EXCERPT PROVIDED:
++++++
231 OCU first formed in the aftermath of the Second World War on 15 March 1947 at RAF Coningsby. Initially the OCU was formed from a nucleus provided by No. 16 OTU and was tasked with training crews of the "wooden wonder", the de Havilland Mosquito, in the light bomber and photo reconnaissance roles. Initial operational equipment was provided by Mosquito III and Mosquito B.XVI aircraft. In this role the unit lasted nearly three years before disbanding on 4 December 1949.

In keeping with its previous role when the OCU reformed on 1 December 1951 it was to train light bomber aircrews by redesignating 237 OCU. The aircraft used during the rest of the unit's operational service was the English Electric Canberra, a British first-generation, jet-powered medium bomber and most operational versions of that versatile aircraft were flown by the unit. It was reformed at RAF Bassingbourn in Cambridgeshire and it moved around various stations, including RAF Bassingbourn, RAF Cottesmore Rutland and RAF Marham in Norfolk, during its operational existence. It was redesignated the Canberra Standardisation Training Flight on 15 December 1990, but reverted to 231 OCU on 13 May 1991.

'D' Squadron was previously No. 204 Advanced Flying School at Bassingbourn which was disbanded on 13 February 1952. 204 AFS was previously No. 204 Crew Training Unit which was formed on 28 February 1947 at Cottesmore by redesignating an element of No. 16 OTU. 204 CTU was disbanded on 15 March 1947 at Cottesmore.

==Disbandment==
231 OCU was disbanded at RAF Wyton, Huntingdonshire on 23 April 1993, by which time it had trained for a variety of roles more than 8,000 aircrew from 17 different nations.
++++++
SUPPLIED MATERIAL:
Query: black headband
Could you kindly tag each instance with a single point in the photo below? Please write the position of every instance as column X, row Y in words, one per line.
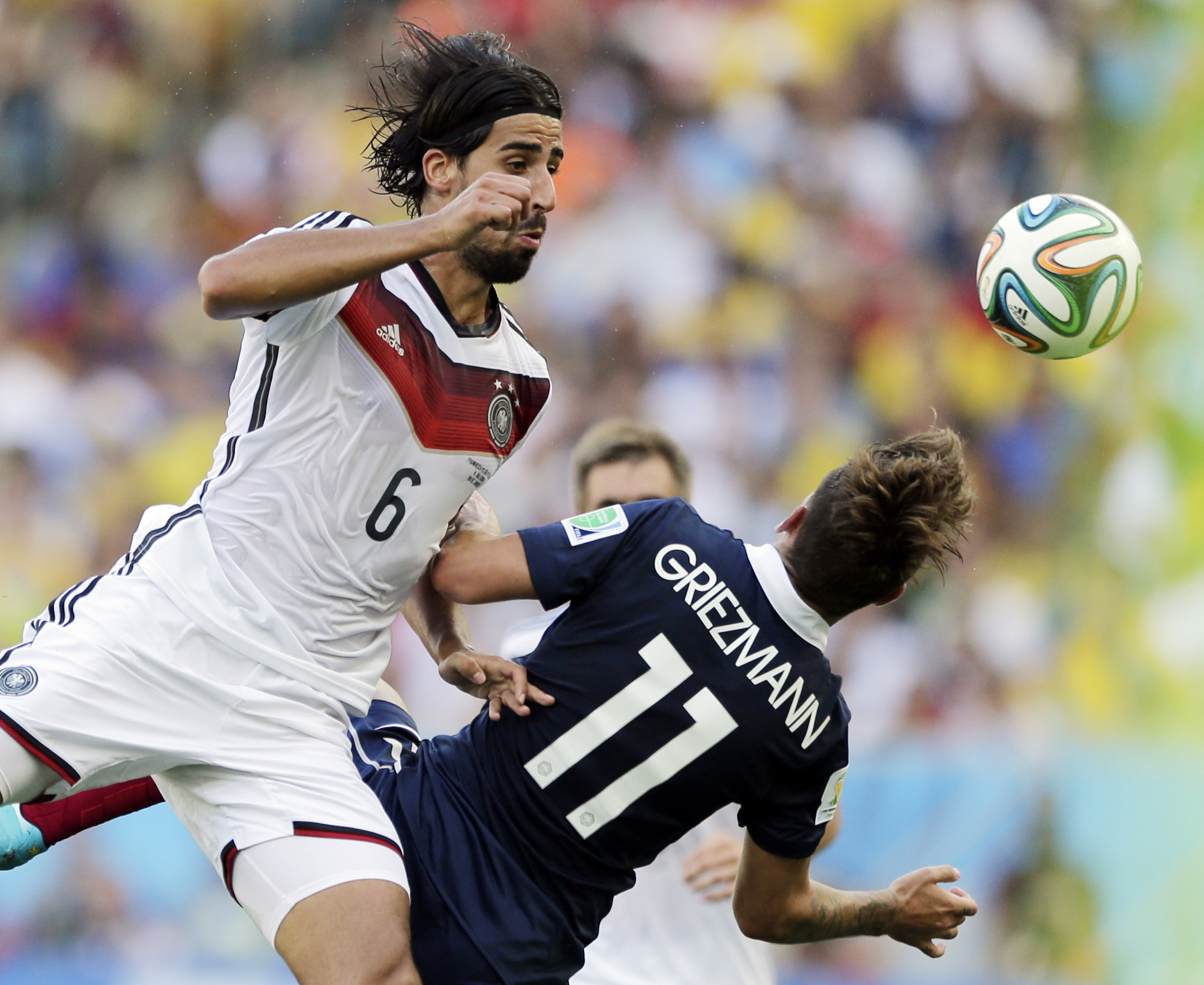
++++++
ACTIVITY LIST:
1. Answer these questions from the 231 OCU history.
(a) On what date and at which station did 231 OCU first form?
(b) Which aircraft did the unit use after it reformed on 1 December 1951?
(c) By its disbandment, how many aircrew had the unit trained, and from how many nations?
2. Summarize the 231 OCU history in two sentences.
3. List every RAF station named in the 231 OCU history.

SOLUTIONS TO THE EXERCISE:
1.
(a) 15 March 1947, at RAF Coningsby.
(b) The English Electric Canberra.
(c) More than 8,000 aircrew from 17 different nations.

2. 231 OCU formed at RAF Coningsby on 15 March 1947 to train de Havilland Mosquito crews in the light bomber and photo reconnaissance roles, disbanded on 4 December 1949, and reformed on 1 December 1951 to train light bomber aircrews on the English Electric Canberra. After moving among several stations, it was disbanded at RAF Wyton on 23 April 1993, having trained more than 8,000 aircrew from 17 nations.

3.
- RAF Coningsby
- RAF Bassingbourn
- RAF Cottesmore
- RAF Marham
- RAF Wyton